Directions for this task:
Extract every line of the records below word for word, leaving the pictures out of your answer.
>> start Exercise data
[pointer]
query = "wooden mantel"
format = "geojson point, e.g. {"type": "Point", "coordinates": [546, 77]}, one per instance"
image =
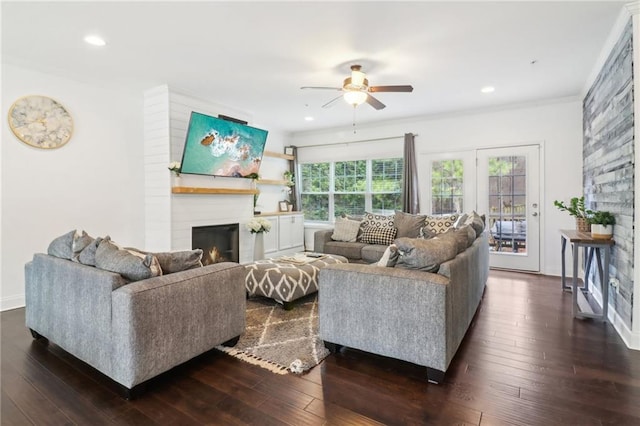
{"type": "Point", "coordinates": [196, 190]}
>> end Exercise data
Task output:
[pointer]
query = "wooden mantel"
format = "geojson point, e.g. {"type": "Point", "coordinates": [546, 77]}, one per instance"
image =
{"type": "Point", "coordinates": [196, 190]}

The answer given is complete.